(ACTIVITY)
Reproduce the entries in full, with no changes.

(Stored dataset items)
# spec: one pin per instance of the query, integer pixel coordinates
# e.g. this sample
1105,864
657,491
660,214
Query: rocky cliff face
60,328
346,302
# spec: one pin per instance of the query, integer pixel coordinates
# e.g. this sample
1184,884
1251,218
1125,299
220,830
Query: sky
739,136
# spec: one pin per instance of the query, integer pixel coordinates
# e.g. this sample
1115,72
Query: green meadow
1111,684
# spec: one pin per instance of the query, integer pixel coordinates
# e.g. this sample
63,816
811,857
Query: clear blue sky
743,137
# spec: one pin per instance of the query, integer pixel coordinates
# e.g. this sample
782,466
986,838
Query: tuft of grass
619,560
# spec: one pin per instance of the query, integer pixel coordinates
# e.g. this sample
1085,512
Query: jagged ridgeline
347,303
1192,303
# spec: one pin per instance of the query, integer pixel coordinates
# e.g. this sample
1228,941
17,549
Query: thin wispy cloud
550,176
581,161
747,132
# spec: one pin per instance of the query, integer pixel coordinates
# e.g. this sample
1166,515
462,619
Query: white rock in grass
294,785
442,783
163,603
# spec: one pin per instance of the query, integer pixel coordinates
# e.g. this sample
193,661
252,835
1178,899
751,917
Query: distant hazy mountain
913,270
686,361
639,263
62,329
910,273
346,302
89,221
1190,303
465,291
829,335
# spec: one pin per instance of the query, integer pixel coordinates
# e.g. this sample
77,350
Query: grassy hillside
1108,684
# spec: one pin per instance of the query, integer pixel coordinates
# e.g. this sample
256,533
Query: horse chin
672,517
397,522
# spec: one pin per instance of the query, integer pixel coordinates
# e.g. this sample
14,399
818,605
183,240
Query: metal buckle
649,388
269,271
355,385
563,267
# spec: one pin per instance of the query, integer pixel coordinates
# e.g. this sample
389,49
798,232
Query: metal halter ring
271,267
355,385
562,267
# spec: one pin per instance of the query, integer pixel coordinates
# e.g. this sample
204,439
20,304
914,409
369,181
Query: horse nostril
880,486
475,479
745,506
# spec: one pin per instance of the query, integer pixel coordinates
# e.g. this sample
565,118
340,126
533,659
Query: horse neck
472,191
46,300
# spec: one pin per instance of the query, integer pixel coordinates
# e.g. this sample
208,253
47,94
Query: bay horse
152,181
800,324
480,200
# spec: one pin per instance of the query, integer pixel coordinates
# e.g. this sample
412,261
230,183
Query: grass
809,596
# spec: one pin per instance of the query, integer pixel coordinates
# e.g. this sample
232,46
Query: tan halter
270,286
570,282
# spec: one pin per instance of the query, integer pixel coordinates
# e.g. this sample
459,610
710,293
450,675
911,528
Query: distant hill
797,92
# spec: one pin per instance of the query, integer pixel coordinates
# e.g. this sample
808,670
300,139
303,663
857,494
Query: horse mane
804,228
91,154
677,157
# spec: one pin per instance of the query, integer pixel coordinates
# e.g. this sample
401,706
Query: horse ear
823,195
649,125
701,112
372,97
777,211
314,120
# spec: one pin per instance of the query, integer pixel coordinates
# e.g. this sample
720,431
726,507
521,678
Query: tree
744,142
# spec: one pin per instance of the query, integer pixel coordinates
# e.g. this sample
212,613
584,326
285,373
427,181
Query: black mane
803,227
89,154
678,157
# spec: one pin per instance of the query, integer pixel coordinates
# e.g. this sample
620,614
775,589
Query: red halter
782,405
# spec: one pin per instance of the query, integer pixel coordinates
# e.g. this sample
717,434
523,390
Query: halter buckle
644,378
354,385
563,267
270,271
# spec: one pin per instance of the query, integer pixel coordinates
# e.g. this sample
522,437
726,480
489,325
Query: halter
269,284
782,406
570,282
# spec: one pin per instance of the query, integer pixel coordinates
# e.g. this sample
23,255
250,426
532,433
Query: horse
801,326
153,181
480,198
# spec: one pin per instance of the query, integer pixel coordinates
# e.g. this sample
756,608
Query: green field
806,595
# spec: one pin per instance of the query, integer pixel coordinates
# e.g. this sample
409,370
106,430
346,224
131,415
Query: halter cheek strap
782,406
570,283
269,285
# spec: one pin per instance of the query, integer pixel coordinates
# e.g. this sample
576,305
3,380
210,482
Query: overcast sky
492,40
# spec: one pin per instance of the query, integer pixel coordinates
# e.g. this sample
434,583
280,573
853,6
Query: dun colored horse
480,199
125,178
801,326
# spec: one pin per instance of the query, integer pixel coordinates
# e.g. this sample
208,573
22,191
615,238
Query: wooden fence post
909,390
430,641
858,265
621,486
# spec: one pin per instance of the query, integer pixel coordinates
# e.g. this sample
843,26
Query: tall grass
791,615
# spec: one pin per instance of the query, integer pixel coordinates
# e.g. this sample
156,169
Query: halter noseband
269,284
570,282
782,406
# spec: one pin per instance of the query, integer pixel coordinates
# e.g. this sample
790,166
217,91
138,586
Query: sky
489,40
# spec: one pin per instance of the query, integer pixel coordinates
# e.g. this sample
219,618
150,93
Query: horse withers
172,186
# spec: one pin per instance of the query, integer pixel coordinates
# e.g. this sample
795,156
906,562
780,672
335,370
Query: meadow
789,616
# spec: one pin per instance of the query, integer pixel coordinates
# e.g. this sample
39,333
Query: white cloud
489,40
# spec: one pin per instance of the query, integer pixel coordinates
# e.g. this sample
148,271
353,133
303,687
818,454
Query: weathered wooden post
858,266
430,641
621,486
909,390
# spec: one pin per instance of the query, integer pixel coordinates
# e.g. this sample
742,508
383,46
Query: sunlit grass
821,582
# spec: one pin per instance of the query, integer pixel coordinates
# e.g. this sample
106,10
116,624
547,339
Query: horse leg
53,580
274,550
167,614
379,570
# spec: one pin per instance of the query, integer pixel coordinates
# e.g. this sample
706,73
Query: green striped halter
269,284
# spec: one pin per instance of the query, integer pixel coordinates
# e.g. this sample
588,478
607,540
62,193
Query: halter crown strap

(TASK OUTPUT)
# spec: one pin per instance of the query, integer pixel coordinates
# e.g. this sample
1105,864
657,491
660,214
Query: rocky cliff face
60,328
346,302
# spec: one pin per instance of the query, integer pixel coordinates
# e.g. this sample
1184,884
1251,218
1125,299
220,830
Query: sky
739,136
# spec: one pin per instance of the query, integer pixel coordinates
# e.g. this sample
1115,72
Query: green meadow
1111,684
# spec: one pin per instance of the query, integer pixel coordinates
# e.g. this sample
63,816
811,857
Query: clear blue sky
743,137
# spec: one pin per instance of the query, integer pixel coordinates
# e.g. this sample
782,466
986,838
Query: tuft of grass
619,560
# spec: one pin per instance of the query, integer pixel coordinates
# e.g. this sample
1085,512
Query: jagged ridgeline
347,303
1192,303
# spec: one pin per instance of the query, integer pixel coordinates
# e.g. this sample
1228,941
17,549
Query: thin wispy cloud
550,176
581,161
747,132
# spec: one pin per instance of the query, integer pixel coordinates
# e.g. this sample
1166,515
462,619
Query: white rock in grass
294,785
442,783
163,603
# spec: one pin per instance of the query, integer pixel coordinates
# e.g. this sample
193,661
252,835
1178,899
751,917
Query: distant hazy mountain
913,270
686,361
639,263
62,329
910,273
346,302
89,221
1190,303
465,291
829,335
# spec: one pin per instance of the query, integer pixel coordinates
# e.g. this sample
77,350
Query: grassy hillside
1108,684
# spec: one pin per instance of the query, integer pixel coordinates
# e.g. this sample
256,533
Query: horse chin
672,517
397,522
# spec: one pin per instance of the query, integer pixel coordinates
# e.g. this sample
14,399
818,605
183,240
Query: metal buckle
649,388
269,271
355,385
563,267
# spec: one pin per instance of the query, integer pixel coordinates
# e.g. this sample
389,49
798,232
Query: metal halter ring
271,267
355,385
562,267
# spec: one pin per instance of the query, integer pixel coordinates
# e.g. this sample
204,439
20,304
914,409
369,181
Query: horse nostril
880,486
475,479
745,506
# spec: one pin per instance of the query, integer pixel coordinates
# e.g. this sample
565,118
340,126
533,659
Query: horse neck
472,191
46,300
# spec: one pin per instance of the query, integer pixel coordinates
# e.g. this sample
208,253
47,94
Query: bay horse
152,181
800,324
480,200
# spec: one pin per instance of the query, integer pixel coordinates
# e.g. this sample
412,261
230,183
Query: grass
809,596
# spec: one pin per instance of the query, integer pixel coordinates
# e.g. this sample
232,46
Query: tan halter
270,286
570,282
# spec: one pin per instance of the query, integer pixel coordinates
# e.g. this sample
459,610
710,293
450,675
911,528
Query: distant hill
797,92
# spec: one pin per instance of the query, integer pixel coordinates
# e.g. this sample
808,670
300,139
303,663
857,494
Query: horse mane
804,228
91,154
677,157
# spec: one pin per instance of the query, integer pixel coordinates
# e.g. this sample
401,706
Query: horse ear
823,195
649,125
701,112
372,97
777,211
314,120
# spec: one pin per instance of the query, integer pixel coordinates
# e.g. this sample
720,431
726,507
521,678
Query: tree
744,142
# spec: one pin per instance of the query, integer pixel coordinates
# e.g. this sample
212,613
584,326
285,373
427,181
Query: black mane
803,227
89,154
678,157
# spec: one pin per instance of the query, integer pixel coordinates
# e.g. this sample
620,614
775,589
Query: red halter
782,405
# spec: one pin per instance of the query, integer pixel coordinates
# e.g. this sample
717,434
523,390
Query: halter buckle
644,378
354,385
563,267
270,271
# spec: one pin per instance of the query, integer pixel coordinates
# e.g. this sample
522,437
726,480
489,325
Query: halter
269,284
782,406
570,282
# spec: one pin per instance of the query, integer pixel coordinates
# e.g. this sample
23,255
250,426
532,433
Query: horse
801,326
153,181
480,198
# spec: one pin per instance of the query, integer pixel coordinates
# e.g. this sample
756,608
Query: green field
806,595
# spec: one pin per instance of the query, integer pixel coordinates
# e.g. this sample
409,370
106,430
346,224
131,415
Query: halter cheek strap
782,406
570,283
269,285
# spec: one pin per instance of the query, integer pixel coordinates
# e.g. this sample
576,305
3,380
210,482
Query: overcast sky
492,40
# spec: one pin per instance of the query, integer pixel coordinates
# e.g. this sample
434,583
280,573
853,6
Query: dun colored horse
480,199
125,178
801,326
# spec: one pin per instance of the query, integer pixel coordinates
# e.g. this sample
208,573
22,191
615,238
Query: wooden fence post
909,390
430,641
858,265
621,486
# spec: one pin per instance of the query, integer pixel coordinates
# e.g. this sample
843,26
Query: tall grass
791,615
# spec: one pin per instance of the query, integer pixel coordinates
# e.g. this sample
156,169
Query: halter noseband
269,284
570,282
782,406
# spec: one pin per instance of the query, integer pixel coordinates
# e.g. this sample
790,166
217,91
138,586
Query: sky
489,40
# spec: one pin per instance of the query, integer pixel coordinates
# e.g. this sample
219,618
150,93
Query: horse withers
172,186
# spec: one pin per instance of the query, integer pixel coordinates
# e.g. this sample
795,156
906,562
780,672
335,370
Query: meadow
789,616
# spec: one pin per instance of the query, integer pixel coordinates
# e.g. this sample
39,333
Query: white cloud
489,40
# spec: one pin per instance of the query, integer pixel coordinates
# e.g. this sample
148,271
353,133
303,687
818,454
Query: weathered wooden post
858,266
430,641
621,486
909,390
# spec: one pin per instance of the query, integer pixel coordinates
# e.g. this sample
742,508
383,46
Query: sunlit grass
821,582
# spec: one pin per instance of the query, integer pixel coordinates
# e.g. this sample
106,10
116,624
547,339
Query: horse leg
53,580
274,550
167,614
379,570
# spec: one pin per instance of the query, integer pixel coordinates
# e.g. this sample
706,73
Query: green striped halter
269,284
# spec: one pin per instance of the query, integer pixel coordinates
# e.g. this sample
588,478
607,540
62,193
Query: halter crown strap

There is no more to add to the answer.